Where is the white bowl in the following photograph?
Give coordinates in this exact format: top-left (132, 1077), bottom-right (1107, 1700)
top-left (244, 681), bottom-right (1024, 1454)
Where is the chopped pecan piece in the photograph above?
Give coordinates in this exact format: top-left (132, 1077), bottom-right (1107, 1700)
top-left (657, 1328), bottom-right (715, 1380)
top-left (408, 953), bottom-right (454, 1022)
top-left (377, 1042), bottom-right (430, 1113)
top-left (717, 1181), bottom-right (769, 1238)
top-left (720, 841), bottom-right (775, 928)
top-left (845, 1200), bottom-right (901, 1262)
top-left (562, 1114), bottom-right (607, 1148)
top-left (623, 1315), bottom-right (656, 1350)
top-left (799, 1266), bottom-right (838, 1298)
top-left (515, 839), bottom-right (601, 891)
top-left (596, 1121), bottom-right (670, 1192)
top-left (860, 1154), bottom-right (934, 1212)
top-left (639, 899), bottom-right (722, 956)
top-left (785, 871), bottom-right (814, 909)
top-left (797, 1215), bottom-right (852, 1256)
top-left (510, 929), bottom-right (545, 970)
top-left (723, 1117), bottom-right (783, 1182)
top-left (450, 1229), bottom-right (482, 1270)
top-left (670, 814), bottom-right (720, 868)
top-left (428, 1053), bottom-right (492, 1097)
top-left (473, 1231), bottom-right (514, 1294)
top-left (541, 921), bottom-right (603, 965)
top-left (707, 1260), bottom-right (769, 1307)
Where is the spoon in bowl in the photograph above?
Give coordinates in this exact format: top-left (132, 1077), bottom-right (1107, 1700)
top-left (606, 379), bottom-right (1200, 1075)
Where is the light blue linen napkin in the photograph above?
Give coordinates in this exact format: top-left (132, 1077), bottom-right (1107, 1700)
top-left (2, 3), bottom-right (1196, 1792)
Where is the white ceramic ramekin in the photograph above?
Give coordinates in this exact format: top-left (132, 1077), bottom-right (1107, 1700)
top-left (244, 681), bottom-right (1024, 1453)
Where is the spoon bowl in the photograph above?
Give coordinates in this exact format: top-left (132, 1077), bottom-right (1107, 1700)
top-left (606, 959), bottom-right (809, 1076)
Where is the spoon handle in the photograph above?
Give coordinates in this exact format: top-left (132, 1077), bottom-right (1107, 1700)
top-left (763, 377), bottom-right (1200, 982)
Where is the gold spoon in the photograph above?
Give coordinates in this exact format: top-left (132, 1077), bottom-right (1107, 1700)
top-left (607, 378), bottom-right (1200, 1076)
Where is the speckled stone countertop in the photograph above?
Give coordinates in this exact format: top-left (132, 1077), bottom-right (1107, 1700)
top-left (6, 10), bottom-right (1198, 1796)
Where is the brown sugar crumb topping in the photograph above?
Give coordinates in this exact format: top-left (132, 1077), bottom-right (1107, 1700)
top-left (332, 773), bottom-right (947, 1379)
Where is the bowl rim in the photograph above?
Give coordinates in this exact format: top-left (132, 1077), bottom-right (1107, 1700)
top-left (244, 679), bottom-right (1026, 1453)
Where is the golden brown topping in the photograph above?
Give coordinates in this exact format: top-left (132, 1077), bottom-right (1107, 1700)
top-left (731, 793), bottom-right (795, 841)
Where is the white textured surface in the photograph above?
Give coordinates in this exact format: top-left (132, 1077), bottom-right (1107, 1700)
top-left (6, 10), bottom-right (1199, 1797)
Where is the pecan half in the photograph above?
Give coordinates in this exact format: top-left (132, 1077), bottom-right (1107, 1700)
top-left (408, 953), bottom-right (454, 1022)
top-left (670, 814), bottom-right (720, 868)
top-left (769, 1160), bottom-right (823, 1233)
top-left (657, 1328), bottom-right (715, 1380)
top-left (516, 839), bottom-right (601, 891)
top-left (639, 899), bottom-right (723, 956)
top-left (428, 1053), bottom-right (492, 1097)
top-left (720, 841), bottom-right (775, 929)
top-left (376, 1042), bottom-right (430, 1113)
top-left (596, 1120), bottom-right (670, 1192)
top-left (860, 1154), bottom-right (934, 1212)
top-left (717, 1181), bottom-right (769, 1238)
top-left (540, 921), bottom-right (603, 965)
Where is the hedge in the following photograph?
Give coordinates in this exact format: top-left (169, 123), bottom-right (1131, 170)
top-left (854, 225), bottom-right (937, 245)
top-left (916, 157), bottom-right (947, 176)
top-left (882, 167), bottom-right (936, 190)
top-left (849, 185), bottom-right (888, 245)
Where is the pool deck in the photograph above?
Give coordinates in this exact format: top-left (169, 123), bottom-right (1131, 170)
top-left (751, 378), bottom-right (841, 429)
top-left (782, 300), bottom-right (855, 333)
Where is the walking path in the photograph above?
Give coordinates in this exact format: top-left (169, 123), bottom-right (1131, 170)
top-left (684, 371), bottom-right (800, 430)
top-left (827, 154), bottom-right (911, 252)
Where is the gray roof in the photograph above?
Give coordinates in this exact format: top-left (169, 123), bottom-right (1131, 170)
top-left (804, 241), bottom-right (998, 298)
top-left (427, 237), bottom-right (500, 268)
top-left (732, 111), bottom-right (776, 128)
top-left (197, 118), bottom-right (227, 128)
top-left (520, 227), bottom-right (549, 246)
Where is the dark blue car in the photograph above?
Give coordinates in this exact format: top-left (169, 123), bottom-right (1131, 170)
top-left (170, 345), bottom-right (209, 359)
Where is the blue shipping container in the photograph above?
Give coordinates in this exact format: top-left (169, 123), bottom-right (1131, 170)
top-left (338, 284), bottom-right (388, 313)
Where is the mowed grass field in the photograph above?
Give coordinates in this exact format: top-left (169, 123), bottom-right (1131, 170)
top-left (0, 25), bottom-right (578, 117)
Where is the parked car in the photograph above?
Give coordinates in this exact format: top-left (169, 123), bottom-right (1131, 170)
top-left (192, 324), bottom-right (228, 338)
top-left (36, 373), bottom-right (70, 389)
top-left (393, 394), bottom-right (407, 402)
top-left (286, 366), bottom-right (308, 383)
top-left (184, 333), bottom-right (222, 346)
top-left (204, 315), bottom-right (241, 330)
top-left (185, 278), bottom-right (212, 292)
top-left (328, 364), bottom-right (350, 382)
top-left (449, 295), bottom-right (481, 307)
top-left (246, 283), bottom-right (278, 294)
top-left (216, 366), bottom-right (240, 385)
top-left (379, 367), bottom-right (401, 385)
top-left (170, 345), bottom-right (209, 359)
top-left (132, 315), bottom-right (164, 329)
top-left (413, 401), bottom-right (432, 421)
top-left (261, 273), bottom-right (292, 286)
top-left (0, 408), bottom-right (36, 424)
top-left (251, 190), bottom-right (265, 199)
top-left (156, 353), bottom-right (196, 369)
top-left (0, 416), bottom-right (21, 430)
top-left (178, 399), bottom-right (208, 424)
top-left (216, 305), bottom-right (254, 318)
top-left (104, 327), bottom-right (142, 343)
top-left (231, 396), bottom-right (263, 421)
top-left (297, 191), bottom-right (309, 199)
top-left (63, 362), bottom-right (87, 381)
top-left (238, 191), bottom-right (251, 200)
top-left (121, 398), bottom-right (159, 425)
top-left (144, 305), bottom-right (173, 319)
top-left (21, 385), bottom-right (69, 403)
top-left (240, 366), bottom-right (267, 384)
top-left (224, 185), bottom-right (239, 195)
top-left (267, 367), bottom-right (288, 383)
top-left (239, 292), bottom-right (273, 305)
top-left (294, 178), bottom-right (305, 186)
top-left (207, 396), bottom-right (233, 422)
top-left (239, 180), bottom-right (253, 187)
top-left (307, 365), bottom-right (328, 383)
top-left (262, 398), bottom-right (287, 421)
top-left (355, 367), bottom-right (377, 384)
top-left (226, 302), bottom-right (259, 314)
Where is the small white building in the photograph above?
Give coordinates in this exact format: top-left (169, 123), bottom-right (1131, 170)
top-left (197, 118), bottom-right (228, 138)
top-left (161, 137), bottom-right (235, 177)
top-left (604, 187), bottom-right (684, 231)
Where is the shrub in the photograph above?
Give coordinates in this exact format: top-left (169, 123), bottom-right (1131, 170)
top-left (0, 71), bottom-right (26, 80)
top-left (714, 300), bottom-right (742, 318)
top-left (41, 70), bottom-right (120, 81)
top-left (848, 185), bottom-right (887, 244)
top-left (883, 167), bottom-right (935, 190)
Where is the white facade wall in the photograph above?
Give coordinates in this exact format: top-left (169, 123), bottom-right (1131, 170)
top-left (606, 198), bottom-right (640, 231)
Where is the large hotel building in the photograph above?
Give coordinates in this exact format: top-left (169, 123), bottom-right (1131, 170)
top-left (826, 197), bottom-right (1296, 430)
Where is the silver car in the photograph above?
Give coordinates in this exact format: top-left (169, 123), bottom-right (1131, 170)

----------------------------------------

- [AIM OF THE EXERCISE]
Only the lines from the opening of the material through the line with "Where is the white ceramic" should be echoed, exactly as written.

- [EXERCISE RESPONSE]
Where is the white bowl in the following photograph?
Give coordinates in this exact format: top-left (132, 1077), bottom-right (1107, 1700)
top-left (244, 681), bottom-right (1024, 1454)
Where is the chopped pecan piece in the photograph above?
Give coordinates in this exact format: top-left (132, 1077), bottom-right (1107, 1700)
top-left (657, 1328), bottom-right (715, 1380)
top-left (408, 953), bottom-right (454, 1022)
top-left (377, 1042), bottom-right (430, 1113)
top-left (717, 1181), bottom-right (769, 1238)
top-left (720, 841), bottom-right (775, 928)
top-left (845, 1200), bottom-right (901, 1262)
top-left (562, 1114), bottom-right (607, 1148)
top-left (623, 1315), bottom-right (656, 1350)
top-left (799, 1266), bottom-right (838, 1298)
top-left (515, 839), bottom-right (601, 891)
top-left (596, 1121), bottom-right (670, 1192)
top-left (860, 1154), bottom-right (934, 1212)
top-left (639, 899), bottom-right (722, 956)
top-left (785, 871), bottom-right (814, 909)
top-left (797, 1215), bottom-right (852, 1256)
top-left (510, 929), bottom-right (545, 970)
top-left (723, 1117), bottom-right (783, 1182)
top-left (450, 1229), bottom-right (482, 1270)
top-left (670, 814), bottom-right (720, 868)
top-left (428, 1053), bottom-right (492, 1097)
top-left (473, 1231), bottom-right (514, 1294)
top-left (541, 921), bottom-right (603, 965)
top-left (707, 1260), bottom-right (769, 1307)
Where is the spoon in bowl in the photograph above?
Give coordinates in this exact format: top-left (132, 1077), bottom-right (1107, 1700)
top-left (606, 379), bottom-right (1200, 1075)
Where is the light blue linen napkin in the photograph above?
Give coordinates in this exact format: top-left (132, 1077), bottom-right (1107, 1700)
top-left (2, 3), bottom-right (1196, 1792)
Where is the white ceramic ramekin in the photograph above?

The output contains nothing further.